练习目标 → 将下列全部条目逐字照抄一遍。

条目摘录 →
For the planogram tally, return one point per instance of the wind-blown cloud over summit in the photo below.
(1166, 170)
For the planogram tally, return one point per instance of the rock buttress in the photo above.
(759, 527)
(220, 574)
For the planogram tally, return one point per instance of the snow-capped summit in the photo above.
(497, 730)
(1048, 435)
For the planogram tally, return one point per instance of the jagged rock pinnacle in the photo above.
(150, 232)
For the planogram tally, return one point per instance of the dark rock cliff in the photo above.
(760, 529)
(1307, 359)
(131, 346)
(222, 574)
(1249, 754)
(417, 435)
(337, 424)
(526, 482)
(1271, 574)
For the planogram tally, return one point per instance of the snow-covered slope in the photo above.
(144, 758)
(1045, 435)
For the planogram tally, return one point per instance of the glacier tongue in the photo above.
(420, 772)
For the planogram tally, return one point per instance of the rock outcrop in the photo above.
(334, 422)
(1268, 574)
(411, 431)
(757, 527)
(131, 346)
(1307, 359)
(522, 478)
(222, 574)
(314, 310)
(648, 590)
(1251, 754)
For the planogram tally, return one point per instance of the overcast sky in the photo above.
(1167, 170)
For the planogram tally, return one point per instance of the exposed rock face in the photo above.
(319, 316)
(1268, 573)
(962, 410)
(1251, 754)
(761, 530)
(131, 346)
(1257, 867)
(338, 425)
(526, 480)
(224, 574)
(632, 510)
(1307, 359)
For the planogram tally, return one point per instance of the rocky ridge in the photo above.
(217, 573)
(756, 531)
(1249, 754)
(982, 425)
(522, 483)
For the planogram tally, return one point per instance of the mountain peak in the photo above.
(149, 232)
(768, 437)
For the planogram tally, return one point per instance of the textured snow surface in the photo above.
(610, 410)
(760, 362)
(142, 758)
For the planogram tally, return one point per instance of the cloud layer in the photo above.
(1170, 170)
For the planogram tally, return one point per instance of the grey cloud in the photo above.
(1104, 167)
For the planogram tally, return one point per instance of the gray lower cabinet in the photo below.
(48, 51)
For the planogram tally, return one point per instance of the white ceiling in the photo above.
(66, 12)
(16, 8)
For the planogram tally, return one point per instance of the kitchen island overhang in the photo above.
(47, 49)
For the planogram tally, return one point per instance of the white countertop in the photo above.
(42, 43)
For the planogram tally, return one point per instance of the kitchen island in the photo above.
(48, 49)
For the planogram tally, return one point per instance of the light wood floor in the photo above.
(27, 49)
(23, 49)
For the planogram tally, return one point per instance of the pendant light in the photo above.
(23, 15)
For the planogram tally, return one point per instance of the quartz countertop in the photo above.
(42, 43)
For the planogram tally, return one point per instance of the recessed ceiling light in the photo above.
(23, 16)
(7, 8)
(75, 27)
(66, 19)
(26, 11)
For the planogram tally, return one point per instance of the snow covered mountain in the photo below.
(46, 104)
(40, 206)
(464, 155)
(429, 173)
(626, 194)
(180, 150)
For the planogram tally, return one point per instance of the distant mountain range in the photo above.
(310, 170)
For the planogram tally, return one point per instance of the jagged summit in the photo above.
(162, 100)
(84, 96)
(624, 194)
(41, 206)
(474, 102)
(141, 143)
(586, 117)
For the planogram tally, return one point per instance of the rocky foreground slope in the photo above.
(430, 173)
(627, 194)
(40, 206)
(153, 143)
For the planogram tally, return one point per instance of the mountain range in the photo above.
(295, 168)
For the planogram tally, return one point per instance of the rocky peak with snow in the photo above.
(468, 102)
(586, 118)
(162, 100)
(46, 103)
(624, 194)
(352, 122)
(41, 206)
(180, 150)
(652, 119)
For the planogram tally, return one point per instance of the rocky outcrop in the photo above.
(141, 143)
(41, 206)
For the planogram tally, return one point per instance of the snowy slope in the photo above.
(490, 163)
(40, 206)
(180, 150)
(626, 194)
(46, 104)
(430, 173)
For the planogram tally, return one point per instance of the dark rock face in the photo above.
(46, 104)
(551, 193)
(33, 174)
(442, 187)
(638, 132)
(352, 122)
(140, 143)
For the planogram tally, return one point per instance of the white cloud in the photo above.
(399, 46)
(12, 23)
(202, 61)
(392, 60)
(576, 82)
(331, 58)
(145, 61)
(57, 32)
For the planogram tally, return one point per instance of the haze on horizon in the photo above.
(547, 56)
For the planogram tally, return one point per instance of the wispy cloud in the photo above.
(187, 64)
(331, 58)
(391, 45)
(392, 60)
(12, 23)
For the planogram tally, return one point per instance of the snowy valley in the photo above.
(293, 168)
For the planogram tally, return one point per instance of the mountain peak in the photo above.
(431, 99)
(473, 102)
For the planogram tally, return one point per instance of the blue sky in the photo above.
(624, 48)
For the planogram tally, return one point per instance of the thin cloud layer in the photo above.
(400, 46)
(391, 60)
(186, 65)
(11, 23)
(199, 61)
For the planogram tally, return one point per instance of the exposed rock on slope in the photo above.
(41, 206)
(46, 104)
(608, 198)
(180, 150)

练习答案 →
For the planogram tally, return one point per instance of the wind-blown cloud over summit in the photo below.
(1166, 170)
For the planogram tally, return one point per instance of the rock buttress in the photo above.
(759, 527)
(220, 574)
For the planogram tally, return one point per instance of the snow-capped summit in the photo above.
(497, 730)
(1048, 435)
For the planogram tally, return one point per instance of the jagged rock pinnacle in the photo above.
(150, 232)
For the planogram tally, return one point per instance of the dark rock cliff in the photo above.
(760, 529)
(1307, 359)
(131, 346)
(222, 574)
(1249, 754)
(417, 435)
(337, 424)
(526, 482)
(1271, 574)
For the planogram tally, return one point per instance of the snow-covered slope in the photo above.
(144, 758)
(1045, 435)
For the planogram tally, return one point per instance of the glacier tongue in the photo above.
(420, 772)
For the planogram tally, return one point per instance of the rock outcrop in the photo above.
(334, 422)
(1268, 574)
(411, 431)
(757, 527)
(131, 346)
(1307, 359)
(522, 478)
(222, 574)
(314, 310)
(648, 590)
(1251, 754)
For the planogram tally, return one point per instance of the overcast sky in the photo above.
(1167, 170)
For the planogram tally, return one point per instance of the exposed rock face in the photo above.
(319, 316)
(1268, 573)
(962, 410)
(1251, 754)
(761, 530)
(131, 346)
(1257, 867)
(338, 425)
(526, 480)
(224, 574)
(632, 510)
(1307, 359)
For the planogram tally, return one point per instance of the rocky ridge in the photo above.
(217, 573)
(756, 531)
(1249, 754)
(982, 425)
(522, 483)
For the planogram tally, return one point per instance of the mountain peak in the photo above.
(149, 232)
(768, 437)
For the planogram tally, return one point per instance of the textured snow surface in the photo above.
(610, 410)
(760, 362)
(142, 758)
For the planogram tally, return one point per instance of the cloud layer in the photo above.
(1170, 170)
For the planogram tally, return one point per instance of the grey cloud in the photo above.
(1104, 167)
For the planogram tally, return one point per instance of the gray lower cabinet in the photo below.
(48, 51)
For the planogram tally, return one point per instance of the white ceiling in the photo above.
(66, 12)
(16, 8)
For the planogram tally, return one point per instance of the kitchen island overhang in the photo above.
(47, 49)
For the planogram tally, return one point per instance of the white countertop in the photo above.
(42, 43)
For the planogram tally, return one point per instance of the kitchen island in the photo above.
(48, 49)
For the planogram tally, return one point per instance of the light wood floor in the photo above.
(27, 49)
(23, 49)
For the planogram tally, return one point per instance of the pendant light in the photo above.
(23, 15)
For the planogram tally, return one point per instance of the quartz countertop in the photo above.
(42, 43)
For the planogram tally, return one point per instance of the recessed ceiling light in the photo above.
(23, 16)
(7, 8)
(75, 27)
(66, 19)
(26, 11)
For the planogram tally, return one point per instance of the snow covered mountain in the photo below.
(46, 104)
(40, 206)
(464, 155)
(429, 173)
(626, 194)
(180, 150)
For the planogram tally, return one point per instance of the distant mountain range in the photo above.
(310, 170)
For the planogram tally, return one point per instance of the jagged summit in the photo above.
(162, 100)
(84, 96)
(624, 194)
(41, 206)
(474, 102)
(141, 143)
(586, 117)
For the planogram tally, return one point per instance of the rocky foreground slope in the photo above.
(430, 173)
(627, 194)
(40, 206)
(153, 143)
For the planogram tally, return one point per instance of the mountain range in the photo above.
(295, 168)
For the planogram tally, return one point per instance of the rocky peak with snow in the photo above.
(468, 102)
(586, 118)
(162, 100)
(46, 103)
(624, 194)
(352, 122)
(41, 206)
(180, 150)
(652, 119)
For the planogram tally, return one point per instance of the rocky outcrop in the photo above.
(141, 143)
(41, 206)
For the planogram tally, return one point per instance of the snowy slope in the photo above.
(490, 163)
(40, 206)
(180, 150)
(626, 194)
(46, 104)
(430, 173)
For the planogram tally, return one point per instance of the dark rock face in the photo above.
(46, 104)
(551, 193)
(33, 174)
(442, 187)
(638, 132)
(352, 122)
(140, 143)
For the planogram tally, return one point per instance of the white cloud in the photo above.
(399, 46)
(12, 23)
(202, 61)
(392, 60)
(576, 82)
(331, 58)
(145, 61)
(57, 32)
For the planogram tally, return one point per instance of the haze on horizon in the photo above.
(547, 56)
For the planogram tally, return one point per instance of the wispy cloud in the photo above.
(187, 64)
(331, 58)
(391, 45)
(392, 60)
(12, 23)
For the planogram tally, return one point per instance of the snowy valley in the photo above.
(293, 168)
For the planogram tally, return one point per instance of the mountain peak in the photo above.
(431, 99)
(473, 102)
For the planogram tally, return one point per instance of the blue sky in the photo above.
(624, 48)
For the planogram tally, return one point per instance of the thin cloud layer in the photo above.
(400, 46)
(391, 60)
(186, 65)
(11, 23)
(199, 61)
For the planogram tally, return one point per instance of the exposed rock on slope in the photo above.
(41, 206)
(46, 104)
(608, 198)
(180, 150)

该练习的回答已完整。